Boston Area Returned Peace Corps Volunteers

Liz McClintock


Name: 
Liz McClintock
Current Occupation: 
Managing Partner at CMPartners
Country of Service: 
Morocco
Program: 
Teaching ESL and Peace Corps Volunteer Leader
Years of Service: 
1988-1992

Continue to explore and think broadly about your experience with Peace Corps.

Liz McClintock is a founder and Managing Partner at CMPartners, a leading international negotiation advising, training, and facilitation firm based in Cambridge.  Liz served in Morocco in the Peace Corps from 1988-1992, teaching English and serving as a volunteer leader (assisting the APCD for Education). Peace Corps led to graduate school at the Fletcher School (Tufts University) and a Master’s degree in Law and Diplomacy.  After 20+ years experience in conflict resolution and peacebuilding, Liz shares some of her Peace Corps memories and life lessons with the Boston Area Returned Peace Corps Volunteers.

 

Liz’s time in Morocco continues to inform many aspects of her life even today.  She cherishes the friendships that she established as a volunteer and remembers fondly the sometimes awkward lessons that come from being dropped into a foreign culture.
● ● ● ● ●
» Objective:
Answer these questions using the Liz McClintock profile:
1. In which country did Liz McClintock serve in the Peace Corps?
2. In what city is CMPartners based?
3. What degree did she earn at the Fletcher School?
The records that follow have no connection to the Liz McClintock profile.

» Dataset excerpts on object pointing:
● ● ● ● ●
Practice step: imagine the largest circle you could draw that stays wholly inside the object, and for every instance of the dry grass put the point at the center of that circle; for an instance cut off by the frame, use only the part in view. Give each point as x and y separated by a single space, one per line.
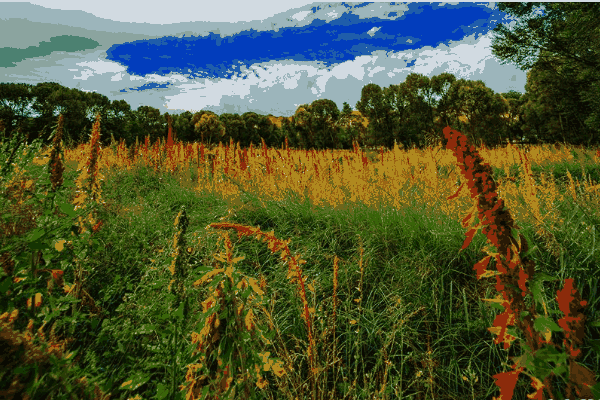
164 313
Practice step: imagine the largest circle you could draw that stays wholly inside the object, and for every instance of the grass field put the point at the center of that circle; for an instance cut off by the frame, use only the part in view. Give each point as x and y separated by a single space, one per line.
389 307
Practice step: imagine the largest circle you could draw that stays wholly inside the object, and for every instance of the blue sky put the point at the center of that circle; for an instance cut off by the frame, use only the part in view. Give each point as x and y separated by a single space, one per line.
232 56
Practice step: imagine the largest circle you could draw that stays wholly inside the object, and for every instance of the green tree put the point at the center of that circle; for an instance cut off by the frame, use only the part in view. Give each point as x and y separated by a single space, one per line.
351 128
476 111
302 134
235 128
208 128
378 111
16 101
257 127
149 122
182 125
323 117
563 45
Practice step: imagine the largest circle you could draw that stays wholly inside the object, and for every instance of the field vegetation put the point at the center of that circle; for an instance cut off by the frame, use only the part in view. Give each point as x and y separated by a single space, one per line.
168 270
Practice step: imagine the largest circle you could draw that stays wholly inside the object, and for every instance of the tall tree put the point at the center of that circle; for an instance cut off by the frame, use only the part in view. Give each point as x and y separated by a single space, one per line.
257 127
16 102
324 115
208 128
352 127
562 44
148 122
378 111
477 111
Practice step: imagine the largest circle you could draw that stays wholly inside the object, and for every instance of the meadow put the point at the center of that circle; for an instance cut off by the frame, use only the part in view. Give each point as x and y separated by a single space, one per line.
172 271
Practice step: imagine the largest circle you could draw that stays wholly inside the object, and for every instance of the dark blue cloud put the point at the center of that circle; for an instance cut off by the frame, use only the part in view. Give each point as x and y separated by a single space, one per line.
330 43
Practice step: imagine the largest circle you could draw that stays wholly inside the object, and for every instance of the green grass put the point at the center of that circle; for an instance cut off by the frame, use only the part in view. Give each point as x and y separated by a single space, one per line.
411 260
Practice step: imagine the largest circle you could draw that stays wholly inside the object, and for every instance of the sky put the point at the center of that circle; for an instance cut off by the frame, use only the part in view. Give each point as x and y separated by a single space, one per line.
267 57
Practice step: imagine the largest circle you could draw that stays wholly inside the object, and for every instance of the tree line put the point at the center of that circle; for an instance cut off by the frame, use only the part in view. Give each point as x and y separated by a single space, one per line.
560 50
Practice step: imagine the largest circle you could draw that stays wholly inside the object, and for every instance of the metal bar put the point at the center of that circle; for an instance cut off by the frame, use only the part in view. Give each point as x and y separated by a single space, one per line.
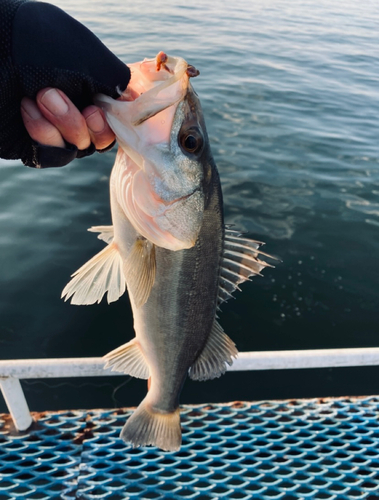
261 360
16 403
313 358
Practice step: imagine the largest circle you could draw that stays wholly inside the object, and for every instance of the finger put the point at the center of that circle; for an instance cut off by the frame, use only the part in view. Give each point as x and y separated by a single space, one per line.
39 129
99 130
57 108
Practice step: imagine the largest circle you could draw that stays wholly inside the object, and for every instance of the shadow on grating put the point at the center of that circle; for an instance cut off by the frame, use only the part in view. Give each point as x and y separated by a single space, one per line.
290 450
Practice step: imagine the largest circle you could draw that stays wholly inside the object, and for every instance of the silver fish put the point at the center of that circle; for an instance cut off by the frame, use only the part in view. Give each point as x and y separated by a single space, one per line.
168 245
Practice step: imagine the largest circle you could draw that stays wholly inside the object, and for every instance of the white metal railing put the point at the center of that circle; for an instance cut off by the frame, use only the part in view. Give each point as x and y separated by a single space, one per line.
12 371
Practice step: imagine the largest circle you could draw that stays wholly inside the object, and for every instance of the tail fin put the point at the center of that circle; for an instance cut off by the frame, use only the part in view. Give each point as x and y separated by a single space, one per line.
147 426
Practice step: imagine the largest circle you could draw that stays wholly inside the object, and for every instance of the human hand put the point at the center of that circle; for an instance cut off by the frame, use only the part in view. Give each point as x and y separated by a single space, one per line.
44 48
53 120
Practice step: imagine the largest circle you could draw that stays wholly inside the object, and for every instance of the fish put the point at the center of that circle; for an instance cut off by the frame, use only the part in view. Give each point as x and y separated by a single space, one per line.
168 245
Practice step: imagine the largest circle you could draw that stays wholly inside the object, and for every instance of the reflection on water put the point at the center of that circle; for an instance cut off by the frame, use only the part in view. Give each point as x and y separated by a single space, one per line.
291 100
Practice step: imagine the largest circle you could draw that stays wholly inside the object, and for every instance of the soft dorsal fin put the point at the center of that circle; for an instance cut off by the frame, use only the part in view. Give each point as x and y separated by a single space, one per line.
106 233
128 359
218 351
101 274
139 270
240 261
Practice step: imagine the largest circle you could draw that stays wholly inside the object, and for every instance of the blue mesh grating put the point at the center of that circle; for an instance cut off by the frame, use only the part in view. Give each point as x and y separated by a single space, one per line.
300 449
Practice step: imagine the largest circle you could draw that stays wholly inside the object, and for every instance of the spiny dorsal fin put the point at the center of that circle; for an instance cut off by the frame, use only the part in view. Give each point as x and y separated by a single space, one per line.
140 270
218 350
101 274
240 261
106 233
128 359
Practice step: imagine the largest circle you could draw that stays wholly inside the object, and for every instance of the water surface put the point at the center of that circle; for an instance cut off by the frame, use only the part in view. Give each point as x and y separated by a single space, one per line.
291 99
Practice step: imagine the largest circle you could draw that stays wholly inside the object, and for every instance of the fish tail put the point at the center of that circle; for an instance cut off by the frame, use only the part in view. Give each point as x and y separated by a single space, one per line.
151 427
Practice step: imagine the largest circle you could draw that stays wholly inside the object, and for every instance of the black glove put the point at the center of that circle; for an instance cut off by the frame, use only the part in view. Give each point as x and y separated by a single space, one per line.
42 46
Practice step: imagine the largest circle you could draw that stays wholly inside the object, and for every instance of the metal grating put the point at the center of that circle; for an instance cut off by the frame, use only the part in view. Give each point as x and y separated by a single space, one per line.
320 449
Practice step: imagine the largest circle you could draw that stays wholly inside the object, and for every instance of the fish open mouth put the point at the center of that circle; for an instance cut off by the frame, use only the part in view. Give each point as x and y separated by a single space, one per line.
168 71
● ● ● ● ●
» Result of the exercise:
1. Morocco
2. Cambridge
3. A Master's degree in Law and Diplomacy